■ **Task to carry out**
Please copy exactly the line containing "Can you find the neu" and every line after it, through the last line of the records below, leaving out all pictures.

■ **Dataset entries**
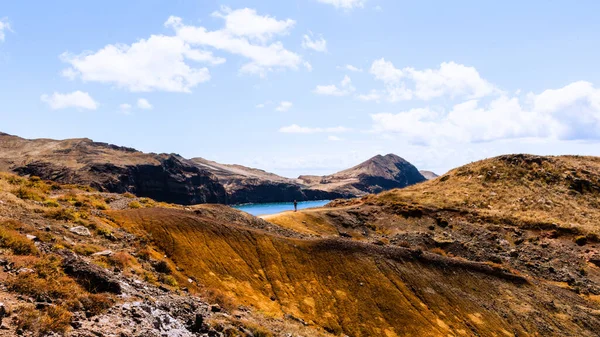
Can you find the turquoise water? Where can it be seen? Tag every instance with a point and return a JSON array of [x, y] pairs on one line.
[[278, 207]]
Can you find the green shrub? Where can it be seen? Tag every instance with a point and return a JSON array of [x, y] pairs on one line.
[[16, 242], [135, 204], [51, 203]]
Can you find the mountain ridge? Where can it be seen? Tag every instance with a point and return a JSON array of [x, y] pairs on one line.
[[172, 178]]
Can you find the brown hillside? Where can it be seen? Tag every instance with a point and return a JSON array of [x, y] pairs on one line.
[[356, 288], [377, 174]]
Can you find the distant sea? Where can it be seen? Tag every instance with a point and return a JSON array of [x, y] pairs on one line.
[[278, 207]]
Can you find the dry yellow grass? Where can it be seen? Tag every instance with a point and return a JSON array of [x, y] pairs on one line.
[[342, 287], [562, 190]]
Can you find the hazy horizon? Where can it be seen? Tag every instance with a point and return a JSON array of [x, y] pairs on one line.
[[306, 86]]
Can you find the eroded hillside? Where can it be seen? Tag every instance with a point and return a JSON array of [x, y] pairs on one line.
[[476, 252]]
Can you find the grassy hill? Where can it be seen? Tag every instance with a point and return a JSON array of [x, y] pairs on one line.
[[502, 247]]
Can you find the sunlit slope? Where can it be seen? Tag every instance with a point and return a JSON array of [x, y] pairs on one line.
[[563, 190], [359, 289]]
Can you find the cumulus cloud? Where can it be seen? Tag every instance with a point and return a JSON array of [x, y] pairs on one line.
[[4, 26], [373, 95], [125, 108], [344, 89], [319, 44], [157, 63], [76, 99], [246, 22], [568, 113], [352, 68], [294, 128], [450, 79], [284, 106], [241, 38], [144, 104], [345, 4], [171, 62]]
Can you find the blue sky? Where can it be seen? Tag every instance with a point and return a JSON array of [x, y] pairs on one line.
[[306, 86]]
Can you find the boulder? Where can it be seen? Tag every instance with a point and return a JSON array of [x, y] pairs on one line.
[[93, 278], [80, 230]]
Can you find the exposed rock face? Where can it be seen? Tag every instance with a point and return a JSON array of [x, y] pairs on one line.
[[90, 276], [249, 185], [171, 178], [163, 177], [377, 174], [428, 174]]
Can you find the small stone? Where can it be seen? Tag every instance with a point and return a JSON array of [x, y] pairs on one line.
[[80, 230], [107, 252]]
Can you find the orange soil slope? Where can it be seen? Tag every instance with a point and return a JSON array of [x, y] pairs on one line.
[[359, 289]]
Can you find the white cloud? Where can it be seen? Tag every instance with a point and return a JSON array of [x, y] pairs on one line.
[[345, 4], [251, 42], [284, 106], [352, 68], [246, 22], [144, 104], [319, 45], [450, 79], [385, 71], [294, 128], [373, 95], [156, 63], [125, 108], [165, 63], [76, 99], [344, 89], [4, 26], [568, 113]]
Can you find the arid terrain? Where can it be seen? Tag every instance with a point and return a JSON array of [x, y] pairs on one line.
[[503, 247], [172, 178]]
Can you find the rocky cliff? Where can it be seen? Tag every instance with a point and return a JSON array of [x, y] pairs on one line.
[[163, 177], [428, 174], [377, 174], [172, 178]]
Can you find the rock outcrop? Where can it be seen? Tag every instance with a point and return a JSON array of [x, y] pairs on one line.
[[163, 177], [172, 178], [377, 174], [428, 174]]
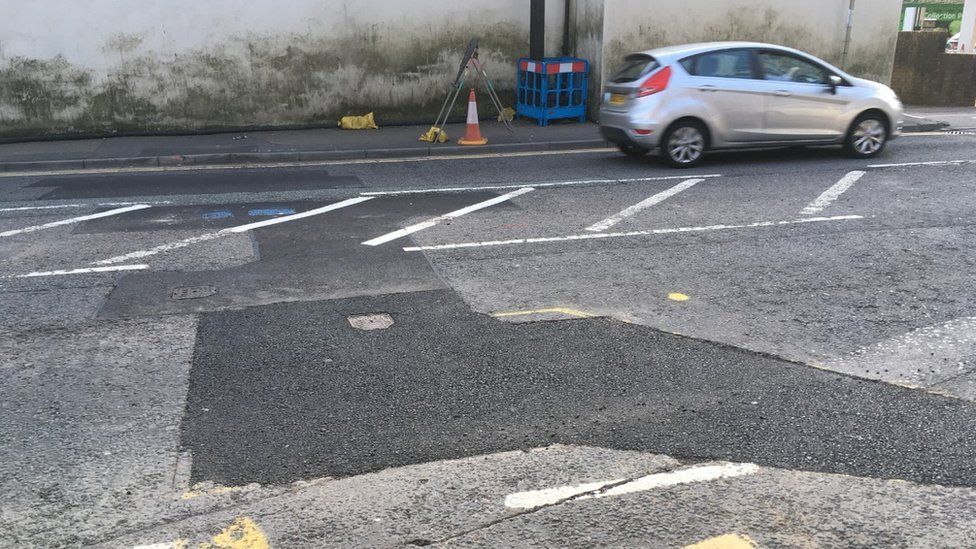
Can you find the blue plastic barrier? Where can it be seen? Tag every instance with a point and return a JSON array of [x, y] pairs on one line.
[[552, 88]]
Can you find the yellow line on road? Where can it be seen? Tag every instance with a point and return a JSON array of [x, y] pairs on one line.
[[270, 165], [556, 310]]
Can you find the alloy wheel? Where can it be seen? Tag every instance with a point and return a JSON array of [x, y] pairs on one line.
[[686, 145], [869, 137]]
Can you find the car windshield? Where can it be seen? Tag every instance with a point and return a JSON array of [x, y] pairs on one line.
[[634, 66]]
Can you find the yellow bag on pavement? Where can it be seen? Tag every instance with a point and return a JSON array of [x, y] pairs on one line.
[[434, 134], [364, 122]]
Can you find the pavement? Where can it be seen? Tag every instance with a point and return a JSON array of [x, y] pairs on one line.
[[323, 144], [305, 145], [535, 348]]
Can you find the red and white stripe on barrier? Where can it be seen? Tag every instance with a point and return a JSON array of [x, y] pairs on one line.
[[553, 68]]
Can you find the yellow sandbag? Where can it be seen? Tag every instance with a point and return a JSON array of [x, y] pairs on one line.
[[434, 134], [364, 122]]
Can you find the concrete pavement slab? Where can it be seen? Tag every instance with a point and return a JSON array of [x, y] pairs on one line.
[[90, 425]]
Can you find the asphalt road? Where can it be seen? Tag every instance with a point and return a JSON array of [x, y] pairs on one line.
[[572, 349]]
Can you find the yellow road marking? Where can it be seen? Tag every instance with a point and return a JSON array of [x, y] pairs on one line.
[[243, 533], [267, 165], [728, 541], [557, 310]]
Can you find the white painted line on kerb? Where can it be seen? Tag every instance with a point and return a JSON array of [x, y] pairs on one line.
[[434, 221], [112, 269], [643, 205], [581, 182], [932, 163], [116, 211], [594, 236], [596, 490], [224, 232], [833, 193]]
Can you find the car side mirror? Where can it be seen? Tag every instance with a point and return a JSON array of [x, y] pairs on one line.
[[835, 81]]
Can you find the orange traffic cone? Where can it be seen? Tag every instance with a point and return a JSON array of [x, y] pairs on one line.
[[472, 134]]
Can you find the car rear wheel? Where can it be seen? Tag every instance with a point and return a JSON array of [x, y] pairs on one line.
[[633, 150], [868, 136], [684, 144]]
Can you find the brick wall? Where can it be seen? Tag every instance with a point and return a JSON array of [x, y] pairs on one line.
[[925, 75]]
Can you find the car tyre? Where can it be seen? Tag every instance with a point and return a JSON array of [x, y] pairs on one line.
[[868, 136], [684, 144], [633, 150]]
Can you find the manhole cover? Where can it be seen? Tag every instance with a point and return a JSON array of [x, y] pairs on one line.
[[376, 321], [193, 292]]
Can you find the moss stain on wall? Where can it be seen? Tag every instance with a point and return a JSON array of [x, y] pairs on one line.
[[255, 80]]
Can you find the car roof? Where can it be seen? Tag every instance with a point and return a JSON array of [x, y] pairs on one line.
[[670, 53]]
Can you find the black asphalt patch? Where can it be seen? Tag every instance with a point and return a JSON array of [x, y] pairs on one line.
[[313, 258], [292, 391], [192, 182]]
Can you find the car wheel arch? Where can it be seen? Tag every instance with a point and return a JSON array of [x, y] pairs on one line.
[[709, 139]]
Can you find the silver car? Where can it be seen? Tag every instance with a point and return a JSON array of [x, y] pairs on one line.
[[687, 100]]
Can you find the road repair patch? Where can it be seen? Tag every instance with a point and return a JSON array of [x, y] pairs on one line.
[[292, 391]]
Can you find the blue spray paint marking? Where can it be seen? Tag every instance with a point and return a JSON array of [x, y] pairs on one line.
[[271, 211], [219, 214]]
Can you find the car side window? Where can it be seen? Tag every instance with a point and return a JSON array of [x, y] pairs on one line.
[[781, 67], [721, 64]]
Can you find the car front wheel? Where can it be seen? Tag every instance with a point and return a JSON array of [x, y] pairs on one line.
[[867, 137], [684, 145]]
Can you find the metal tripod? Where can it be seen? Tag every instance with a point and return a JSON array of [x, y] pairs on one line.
[[469, 62]]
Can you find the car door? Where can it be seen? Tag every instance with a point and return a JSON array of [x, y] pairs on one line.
[[801, 102], [730, 87]]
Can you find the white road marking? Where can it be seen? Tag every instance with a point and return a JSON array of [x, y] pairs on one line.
[[593, 236], [833, 193], [932, 163], [436, 220], [643, 205], [300, 215], [581, 182], [596, 490], [87, 270], [232, 230], [79, 219]]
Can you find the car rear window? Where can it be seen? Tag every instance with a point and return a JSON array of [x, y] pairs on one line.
[[634, 66], [720, 64]]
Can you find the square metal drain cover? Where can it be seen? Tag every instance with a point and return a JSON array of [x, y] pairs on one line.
[[193, 292], [375, 321]]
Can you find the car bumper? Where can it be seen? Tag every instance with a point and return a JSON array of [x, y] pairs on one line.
[[621, 129]]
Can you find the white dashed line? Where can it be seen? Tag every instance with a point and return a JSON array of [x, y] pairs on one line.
[[596, 490], [581, 182], [932, 163], [53, 224], [643, 205], [594, 236], [88, 270], [224, 232], [832, 193], [434, 221]]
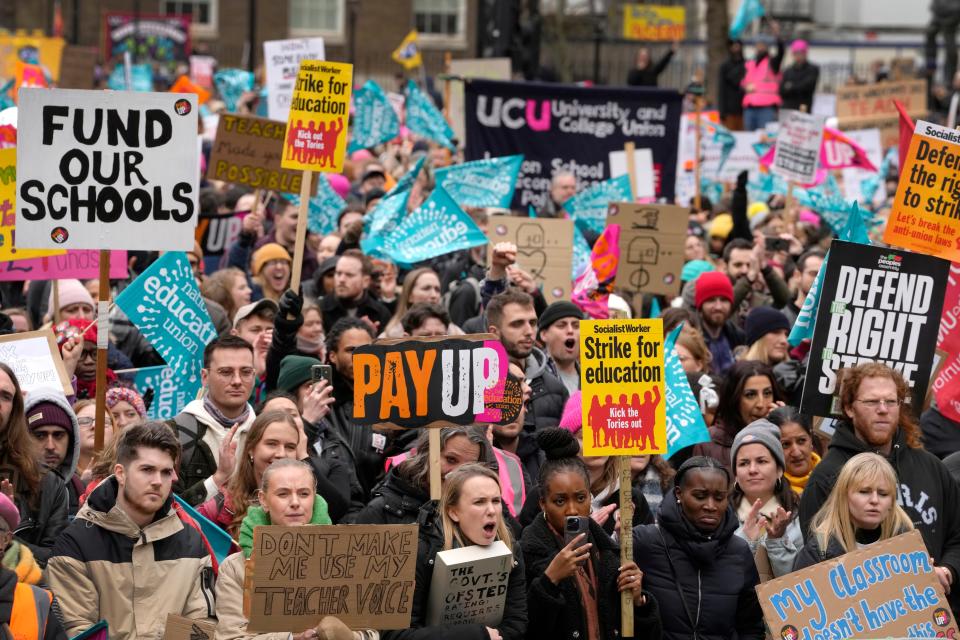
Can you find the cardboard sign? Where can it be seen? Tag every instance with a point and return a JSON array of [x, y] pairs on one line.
[[35, 360], [798, 146], [180, 628], [247, 150], [887, 590], [72, 264], [622, 378], [319, 114], [871, 105], [98, 170], [8, 208], [422, 382], [362, 574], [654, 22], [544, 249], [281, 61], [469, 586], [926, 210], [877, 305], [652, 237]]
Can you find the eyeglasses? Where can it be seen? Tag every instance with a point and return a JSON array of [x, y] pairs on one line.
[[873, 405]]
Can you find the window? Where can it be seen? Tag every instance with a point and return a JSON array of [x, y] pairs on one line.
[[316, 17], [440, 18]]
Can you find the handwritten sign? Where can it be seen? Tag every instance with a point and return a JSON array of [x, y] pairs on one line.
[[621, 375], [35, 360], [888, 590], [426, 381], [362, 574]]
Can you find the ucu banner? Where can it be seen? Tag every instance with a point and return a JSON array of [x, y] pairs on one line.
[[565, 128]]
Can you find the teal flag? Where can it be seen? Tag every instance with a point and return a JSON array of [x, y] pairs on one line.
[[685, 425], [374, 120], [482, 183], [424, 119], [437, 227], [589, 207]]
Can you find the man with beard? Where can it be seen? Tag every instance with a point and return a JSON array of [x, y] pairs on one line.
[[713, 295], [875, 419], [512, 318], [352, 277]]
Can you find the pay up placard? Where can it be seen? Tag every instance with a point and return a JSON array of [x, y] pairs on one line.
[[878, 305], [926, 210], [101, 169], [362, 574], [887, 590], [316, 137], [622, 379]]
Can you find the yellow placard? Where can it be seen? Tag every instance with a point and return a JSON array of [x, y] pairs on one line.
[[654, 22], [926, 210], [316, 137], [622, 380], [8, 212]]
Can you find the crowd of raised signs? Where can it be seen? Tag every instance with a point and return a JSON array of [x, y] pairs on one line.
[[271, 437]]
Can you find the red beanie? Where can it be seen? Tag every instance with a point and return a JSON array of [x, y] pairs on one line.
[[710, 285]]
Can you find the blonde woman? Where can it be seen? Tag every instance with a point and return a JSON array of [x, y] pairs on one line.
[[469, 513], [860, 510]]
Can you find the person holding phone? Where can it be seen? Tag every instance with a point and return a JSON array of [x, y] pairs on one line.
[[574, 575]]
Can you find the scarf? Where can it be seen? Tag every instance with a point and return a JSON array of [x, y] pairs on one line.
[[256, 517], [222, 420], [799, 483]]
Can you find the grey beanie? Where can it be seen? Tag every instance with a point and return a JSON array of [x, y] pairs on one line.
[[759, 432]]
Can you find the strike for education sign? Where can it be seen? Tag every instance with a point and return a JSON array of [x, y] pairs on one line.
[[99, 170], [878, 305], [622, 378], [887, 590], [926, 210]]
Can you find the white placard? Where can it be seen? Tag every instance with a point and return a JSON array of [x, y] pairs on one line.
[[106, 170], [282, 61]]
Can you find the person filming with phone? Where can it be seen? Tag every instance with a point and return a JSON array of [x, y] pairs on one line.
[[574, 575]]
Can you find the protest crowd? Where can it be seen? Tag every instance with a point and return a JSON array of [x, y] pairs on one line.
[[798, 399]]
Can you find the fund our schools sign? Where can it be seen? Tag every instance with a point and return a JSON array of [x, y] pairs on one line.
[[98, 170]]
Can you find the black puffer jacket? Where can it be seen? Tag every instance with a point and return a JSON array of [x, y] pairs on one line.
[[715, 574], [557, 609], [927, 492], [514, 623]]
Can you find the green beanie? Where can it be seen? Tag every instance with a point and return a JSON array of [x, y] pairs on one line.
[[294, 371]]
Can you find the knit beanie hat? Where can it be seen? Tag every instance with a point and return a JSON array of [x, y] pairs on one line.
[[572, 418], [294, 371], [268, 252], [49, 414], [710, 285], [763, 320], [763, 432], [71, 292]]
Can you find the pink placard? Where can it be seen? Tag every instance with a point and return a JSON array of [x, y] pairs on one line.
[[80, 264]]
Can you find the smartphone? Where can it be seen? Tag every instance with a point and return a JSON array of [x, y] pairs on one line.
[[576, 525], [321, 372], [776, 244]]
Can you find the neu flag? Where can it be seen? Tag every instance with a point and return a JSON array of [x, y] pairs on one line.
[[424, 119], [437, 227], [482, 183], [374, 120], [589, 207], [685, 425]]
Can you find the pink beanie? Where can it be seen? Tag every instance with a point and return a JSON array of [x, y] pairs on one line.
[[572, 418]]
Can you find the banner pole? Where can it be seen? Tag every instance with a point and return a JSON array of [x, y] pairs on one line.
[[103, 340], [626, 541], [305, 185]]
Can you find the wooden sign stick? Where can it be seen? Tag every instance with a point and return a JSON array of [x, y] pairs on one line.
[[301, 230], [626, 541], [103, 338]]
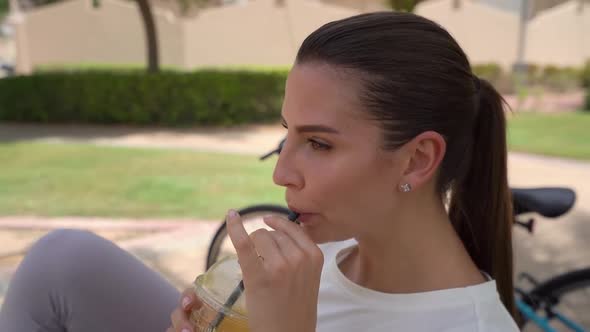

■ **Result of this task**
Can you find the neu flag? Where can it be seen? Tag every instance with a point and return a JSON array of [x, y] pairs on one line.
[[424, 119], [437, 227], [482, 183], [374, 120], [589, 207], [685, 425]]
Can you find the pink beanie? Where can it be seen? Tag every instance with a point and return a JSON array of [x, y] pairs on one line.
[[572, 418]]
Can you find the banner pole? Where can it be seen? Tag every instance with a point and return a JSON array of [x, y] pairs on one line.
[[103, 340], [626, 541], [305, 185]]
Can you find the wooden sign stick? Where can it be seen? Tag every instance with a point and return a JSON array of [x, y] pairs on one line.
[[301, 230], [626, 541], [103, 338]]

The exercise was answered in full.